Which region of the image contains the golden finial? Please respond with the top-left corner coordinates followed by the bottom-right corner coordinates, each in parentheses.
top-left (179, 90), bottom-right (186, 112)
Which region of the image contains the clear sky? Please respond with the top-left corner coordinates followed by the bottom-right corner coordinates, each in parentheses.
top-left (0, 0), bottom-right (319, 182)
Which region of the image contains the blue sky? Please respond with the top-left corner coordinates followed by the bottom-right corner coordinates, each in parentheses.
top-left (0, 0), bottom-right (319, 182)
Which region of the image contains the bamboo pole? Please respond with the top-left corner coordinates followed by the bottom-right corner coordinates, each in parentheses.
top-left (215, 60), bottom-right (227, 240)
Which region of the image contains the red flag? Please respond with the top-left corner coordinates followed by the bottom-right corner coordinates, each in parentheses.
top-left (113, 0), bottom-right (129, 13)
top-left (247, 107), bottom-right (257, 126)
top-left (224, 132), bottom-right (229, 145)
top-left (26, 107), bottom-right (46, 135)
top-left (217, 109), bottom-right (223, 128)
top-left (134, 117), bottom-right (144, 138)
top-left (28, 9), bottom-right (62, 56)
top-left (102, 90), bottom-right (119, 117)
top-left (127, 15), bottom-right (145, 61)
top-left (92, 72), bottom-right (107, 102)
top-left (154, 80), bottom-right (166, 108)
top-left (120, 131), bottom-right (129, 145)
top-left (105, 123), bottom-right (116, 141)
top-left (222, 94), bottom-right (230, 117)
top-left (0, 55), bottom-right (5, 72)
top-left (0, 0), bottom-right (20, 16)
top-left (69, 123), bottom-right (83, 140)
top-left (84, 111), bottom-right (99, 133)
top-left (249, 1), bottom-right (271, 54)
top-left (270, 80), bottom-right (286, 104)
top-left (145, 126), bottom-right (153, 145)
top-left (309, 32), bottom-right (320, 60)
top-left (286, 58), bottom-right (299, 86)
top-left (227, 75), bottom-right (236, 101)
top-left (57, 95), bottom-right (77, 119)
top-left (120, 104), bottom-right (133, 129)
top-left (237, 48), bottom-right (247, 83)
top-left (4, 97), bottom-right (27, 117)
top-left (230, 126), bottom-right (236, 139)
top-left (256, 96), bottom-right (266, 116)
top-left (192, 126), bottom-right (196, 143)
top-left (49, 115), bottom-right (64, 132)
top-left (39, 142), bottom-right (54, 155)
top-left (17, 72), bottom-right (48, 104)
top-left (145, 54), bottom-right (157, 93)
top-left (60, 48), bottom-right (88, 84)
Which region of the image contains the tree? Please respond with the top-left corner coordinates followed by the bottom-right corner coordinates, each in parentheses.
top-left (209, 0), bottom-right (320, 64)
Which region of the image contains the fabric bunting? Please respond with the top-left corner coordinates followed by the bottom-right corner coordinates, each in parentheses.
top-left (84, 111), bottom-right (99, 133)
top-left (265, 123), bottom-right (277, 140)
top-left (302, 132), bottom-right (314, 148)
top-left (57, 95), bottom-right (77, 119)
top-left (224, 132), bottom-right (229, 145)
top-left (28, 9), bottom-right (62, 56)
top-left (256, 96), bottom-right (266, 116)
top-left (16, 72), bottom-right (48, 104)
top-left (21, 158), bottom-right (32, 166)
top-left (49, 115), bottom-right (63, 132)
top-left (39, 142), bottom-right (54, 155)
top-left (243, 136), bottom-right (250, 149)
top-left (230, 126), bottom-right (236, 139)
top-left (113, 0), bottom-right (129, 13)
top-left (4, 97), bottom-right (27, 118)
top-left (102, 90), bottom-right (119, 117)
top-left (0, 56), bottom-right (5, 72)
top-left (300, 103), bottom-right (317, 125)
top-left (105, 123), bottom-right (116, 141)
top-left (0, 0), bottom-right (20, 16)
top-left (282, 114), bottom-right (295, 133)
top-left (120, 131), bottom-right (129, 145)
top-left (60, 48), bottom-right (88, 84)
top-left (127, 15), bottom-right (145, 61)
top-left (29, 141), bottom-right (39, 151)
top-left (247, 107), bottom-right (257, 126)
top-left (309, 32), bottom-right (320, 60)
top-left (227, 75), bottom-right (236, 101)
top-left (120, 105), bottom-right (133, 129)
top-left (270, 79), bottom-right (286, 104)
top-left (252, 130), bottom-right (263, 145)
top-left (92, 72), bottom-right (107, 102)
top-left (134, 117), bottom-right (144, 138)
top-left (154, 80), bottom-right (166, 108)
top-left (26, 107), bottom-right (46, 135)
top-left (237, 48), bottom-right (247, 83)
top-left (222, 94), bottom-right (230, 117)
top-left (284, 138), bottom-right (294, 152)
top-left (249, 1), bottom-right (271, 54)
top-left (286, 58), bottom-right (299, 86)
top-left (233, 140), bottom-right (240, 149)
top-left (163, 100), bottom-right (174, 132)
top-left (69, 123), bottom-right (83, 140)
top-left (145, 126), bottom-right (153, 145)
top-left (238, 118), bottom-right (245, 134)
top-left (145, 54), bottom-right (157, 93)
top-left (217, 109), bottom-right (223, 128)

——

**YOUR GOAL:** Restate the full material word for word.

**SOLUTION TO THIS PROBLEM:**
Which region of the image contains the golden finial? Please respond with the top-left corner coordinates followed by the bottom-right corner coordinates, each in parentheses.
top-left (179, 90), bottom-right (186, 112)
Which region of the image contains the clear sky? Please respond with the top-left corner coordinates followed by the bottom-right corner coordinates, each in parentheses.
top-left (0, 0), bottom-right (319, 182)
Which region of the image contains the blue sky? Please respond with the top-left corner coordinates followed by the bottom-right corner coordinates, each in parentheses.
top-left (0, 0), bottom-right (319, 182)
Which region of the image contains the bamboo pole? Please respond with the top-left corner coordinates followed by the bottom-right corner coordinates, each in parentheses.
top-left (215, 60), bottom-right (227, 240)
Which region of the image contains the red flag? Please respond with the top-left corner coordinates followed by the bottom-right corner coordinates, each in parentheses.
top-left (113, 0), bottom-right (129, 13)
top-left (247, 107), bottom-right (257, 126)
top-left (224, 132), bottom-right (229, 145)
top-left (26, 107), bottom-right (46, 135)
top-left (217, 109), bottom-right (223, 128)
top-left (134, 117), bottom-right (144, 138)
top-left (28, 9), bottom-right (62, 56)
top-left (102, 90), bottom-right (119, 117)
top-left (127, 15), bottom-right (145, 61)
top-left (92, 72), bottom-right (107, 102)
top-left (154, 80), bottom-right (166, 108)
top-left (120, 131), bottom-right (129, 145)
top-left (105, 123), bottom-right (116, 141)
top-left (222, 94), bottom-right (230, 117)
top-left (0, 55), bottom-right (5, 72)
top-left (0, 0), bottom-right (20, 16)
top-left (69, 123), bottom-right (83, 140)
top-left (84, 111), bottom-right (99, 133)
top-left (249, 1), bottom-right (271, 54)
top-left (270, 80), bottom-right (286, 104)
top-left (145, 126), bottom-right (153, 145)
top-left (309, 32), bottom-right (320, 60)
top-left (286, 58), bottom-right (299, 86)
top-left (227, 75), bottom-right (236, 101)
top-left (57, 95), bottom-right (77, 119)
top-left (120, 104), bottom-right (133, 129)
top-left (237, 48), bottom-right (247, 83)
top-left (4, 97), bottom-right (27, 117)
top-left (230, 126), bottom-right (236, 139)
top-left (256, 96), bottom-right (266, 116)
top-left (192, 126), bottom-right (196, 143)
top-left (49, 115), bottom-right (64, 132)
top-left (39, 142), bottom-right (54, 155)
top-left (17, 72), bottom-right (48, 104)
top-left (145, 54), bottom-right (157, 93)
top-left (60, 48), bottom-right (88, 84)
Which region of the image contains the tree? Please respond with the top-left corner coordinates followed by the bottom-right corner coordinates, each in parentheses.
top-left (209, 0), bottom-right (320, 64)
Which region of the image contains the fabric bunting? Please respond with the top-left corner coordinates followed by the bottom-right corner coordinates, each in parentheses.
top-left (84, 111), bottom-right (99, 133)
top-left (265, 123), bottom-right (277, 140)
top-left (302, 132), bottom-right (314, 148)
top-left (57, 95), bottom-right (77, 119)
top-left (224, 132), bottom-right (229, 145)
top-left (28, 9), bottom-right (62, 56)
top-left (256, 96), bottom-right (266, 116)
top-left (16, 72), bottom-right (48, 104)
top-left (21, 158), bottom-right (32, 166)
top-left (49, 115), bottom-right (63, 132)
top-left (39, 142), bottom-right (54, 155)
top-left (243, 136), bottom-right (250, 149)
top-left (230, 126), bottom-right (236, 139)
top-left (113, 0), bottom-right (129, 13)
top-left (4, 97), bottom-right (27, 118)
top-left (102, 90), bottom-right (119, 117)
top-left (0, 56), bottom-right (5, 72)
top-left (300, 103), bottom-right (317, 125)
top-left (105, 123), bottom-right (116, 141)
top-left (0, 0), bottom-right (20, 16)
top-left (282, 114), bottom-right (295, 133)
top-left (120, 131), bottom-right (129, 145)
top-left (60, 48), bottom-right (88, 84)
top-left (127, 15), bottom-right (145, 61)
top-left (29, 141), bottom-right (39, 151)
top-left (247, 107), bottom-right (257, 126)
top-left (309, 32), bottom-right (320, 60)
top-left (227, 75), bottom-right (236, 101)
top-left (120, 105), bottom-right (133, 129)
top-left (270, 79), bottom-right (286, 104)
top-left (252, 130), bottom-right (263, 145)
top-left (92, 72), bottom-right (107, 102)
top-left (134, 117), bottom-right (144, 138)
top-left (154, 80), bottom-right (166, 108)
top-left (26, 107), bottom-right (46, 135)
top-left (237, 48), bottom-right (247, 83)
top-left (222, 94), bottom-right (230, 117)
top-left (284, 138), bottom-right (294, 152)
top-left (249, 1), bottom-right (271, 54)
top-left (286, 58), bottom-right (299, 86)
top-left (233, 140), bottom-right (240, 149)
top-left (163, 100), bottom-right (174, 132)
top-left (69, 123), bottom-right (83, 140)
top-left (145, 126), bottom-right (153, 145)
top-left (238, 118), bottom-right (245, 134)
top-left (145, 54), bottom-right (157, 93)
top-left (217, 109), bottom-right (223, 128)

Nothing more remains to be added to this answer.